• [Page text]:
******

Conduct exams for admission of law students -Supreme Court orders

Mr Benson Nutsukpui, GBA President

Mr Benson Nutsukpui, GBA President

The Supreme Court (SC) yesterday gave the greenlight to the General Legal Council (GLC) to go ahead and conduct examination for admission of Bachelor of Law students (LLB) into the Ghana School of Law.

A five-member panel of judges presided over by Justice Julius Ansah refused an application for interlocutory injunction filed by renowned constitutional lawyer, Professor Stephen Kweku Asare.

The plaintiff wanted to stop the entrance into the law school examination which comes off today but the judges disagreed with his argument on grounds that halting the examination would cause irreparable damage to the GLC.

Justice Annin Yeboah who read the judgement said the court took into consideration the balance of convenience, noting that plaintiff filed the application on July 19 when the students had prepared to take the examination.

Again, the apex court said the argument by counsel for plaintiff, Mr. Kofi Bentil that Legislative Instrument (LI) 2355 which regulates the conduct of examination is unconstitutional is misconceived and that the new law repeals LI 1296.

******

Write out the passage from the law school exam article word for word, starting with "A five-member panel" and going on through "repeals LI 1296.".

******

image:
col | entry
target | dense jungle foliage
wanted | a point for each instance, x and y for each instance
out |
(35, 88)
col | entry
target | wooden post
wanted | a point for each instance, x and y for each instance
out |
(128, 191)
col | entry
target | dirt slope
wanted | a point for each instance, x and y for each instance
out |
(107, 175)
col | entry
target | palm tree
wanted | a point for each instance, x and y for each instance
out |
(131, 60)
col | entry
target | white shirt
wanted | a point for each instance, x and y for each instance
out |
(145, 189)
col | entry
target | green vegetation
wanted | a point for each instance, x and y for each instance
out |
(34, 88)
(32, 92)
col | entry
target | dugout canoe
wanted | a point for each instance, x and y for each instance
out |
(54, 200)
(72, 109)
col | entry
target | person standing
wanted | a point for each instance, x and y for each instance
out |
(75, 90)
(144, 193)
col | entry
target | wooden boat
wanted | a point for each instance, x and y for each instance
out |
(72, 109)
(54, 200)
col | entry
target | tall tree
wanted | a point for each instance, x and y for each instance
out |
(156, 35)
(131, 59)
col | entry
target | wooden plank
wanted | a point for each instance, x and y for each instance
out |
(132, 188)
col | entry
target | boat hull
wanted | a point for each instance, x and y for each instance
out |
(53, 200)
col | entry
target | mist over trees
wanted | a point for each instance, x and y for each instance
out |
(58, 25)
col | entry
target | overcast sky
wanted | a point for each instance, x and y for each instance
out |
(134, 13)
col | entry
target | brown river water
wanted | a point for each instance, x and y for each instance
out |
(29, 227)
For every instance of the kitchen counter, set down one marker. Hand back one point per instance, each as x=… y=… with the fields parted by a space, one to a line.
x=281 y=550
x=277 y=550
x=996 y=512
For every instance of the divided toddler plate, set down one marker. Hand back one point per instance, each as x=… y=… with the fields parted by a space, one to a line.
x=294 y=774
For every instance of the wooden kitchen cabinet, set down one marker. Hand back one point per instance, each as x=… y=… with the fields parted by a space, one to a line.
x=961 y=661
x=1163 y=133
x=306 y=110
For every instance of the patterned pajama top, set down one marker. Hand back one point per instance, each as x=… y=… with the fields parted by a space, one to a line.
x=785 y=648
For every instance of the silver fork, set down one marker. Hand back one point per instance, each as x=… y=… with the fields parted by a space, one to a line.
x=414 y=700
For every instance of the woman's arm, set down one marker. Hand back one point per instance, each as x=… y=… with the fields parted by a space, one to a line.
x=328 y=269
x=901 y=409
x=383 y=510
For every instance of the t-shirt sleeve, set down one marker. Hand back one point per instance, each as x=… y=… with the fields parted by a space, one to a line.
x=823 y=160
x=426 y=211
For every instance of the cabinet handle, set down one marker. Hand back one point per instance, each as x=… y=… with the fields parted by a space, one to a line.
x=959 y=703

******

• [The solution]:
A five-member panel of judges presided over by Justice Julius Ansah refused an application for interlocutory injunction filed by renowned constitutional lawyer, Professor Stephen Kweku Asare.

The plaintiff wanted to stop the entrance into the law school examination which comes off today but the judges disagreed with his argument on grounds that halting the examination would cause irreparable damage to the GLC.

Justice Annin Yeboah who read the judgement said the court took into consideration the balance of convenience, noting that plaintiff filed the application on July 19 when the students had prepared to take the examination.

Again, the apex court said the argument by counsel for plaintiff, Mr. Kofi Bentil that Legislative Instrument (LI) 2355 which regulates the conduct of examination is unconstitutional is misconceived and that the new law repeals LI 1296.